TASK PROMPT:
Copy out, word for word, the stretch of the ferroportin passage below from "Background: Expression of" through "in hepcidin activity.".

TEXT UNDER STUDY:
¹ Centre de Recherche de Gif-sur-Yvette, UPR 2301, CNRS and
² Institut de Chimie des Substances Naturelles (ICSN), Gif-sur-Yvette, FRANCE

Correspondence: François Canonne-Hergaux, Centre de Recherche de Gif-sur-Yvette, UPR 2301, CNRS, Institut de Chimie des Substances Naturelles (ICSN), Equipe 34, Bâtiment 27, Avenue de la Terrasse, 91198 Gif-sur-Yvette Cedex France. Phone: international +33.1.69823081. Fax: international +33.1.69077247. E-mail: fcanonne{at}icsn.cnrs-gif.fr

ABSTRACT

Background: Expression of the iron exporter ferroportin at the plasma membrane of macrophages is enhanced by iron loading and is decreased by hepcidin. We previously showed that ferroportin is present in specific cell surface domains suggestive of lipid rafts. Herein, we have clarified the localization of ferroportin in macrophage membranes and tested whether rafts-mediated endocytosis plays a role in hepcidin activity.

Design and Methods: Rafts/detergent-resistant membranes from murine bone marrow–derived macrophages and J774a1 cells were analyzed by Western blotting. The effect of lipid rafts- or clathrin-dependent endocytosis inhibitors was studied hepcidin activity. For this purpose, after treatment, ferroportin expression was analyzed by fluorescence microscopy, Western blotting of total protein extracts or plasma membrane protein samples and by quantitative immunofluorescence assay (In-Cell-Western).

DATA EXCERPT:
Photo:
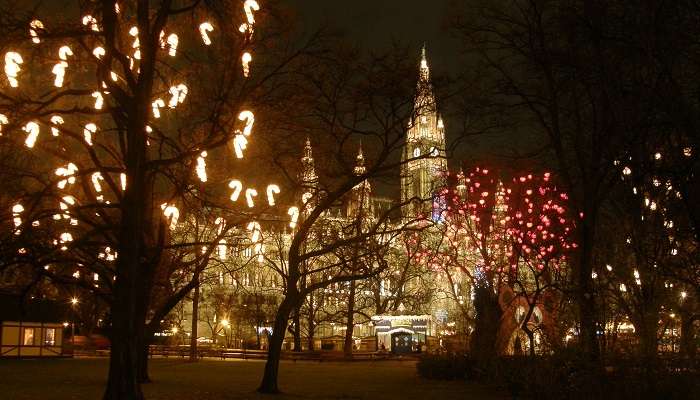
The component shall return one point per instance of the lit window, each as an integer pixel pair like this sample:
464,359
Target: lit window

ANSWER BOX:
Background: Expression of the iron exporter ferroportin at the plasma membrane of macrophages is enhanced by iron loading and is decreased by hepcidin. We previously showed that ferroportin is present in specific cell surface domains suggestive of lipid rafts. Herein, we have clarified the localization of ferroportin in macrophage membranes and tested whether rafts-mediated endocytosis plays a role in hepcidin activity.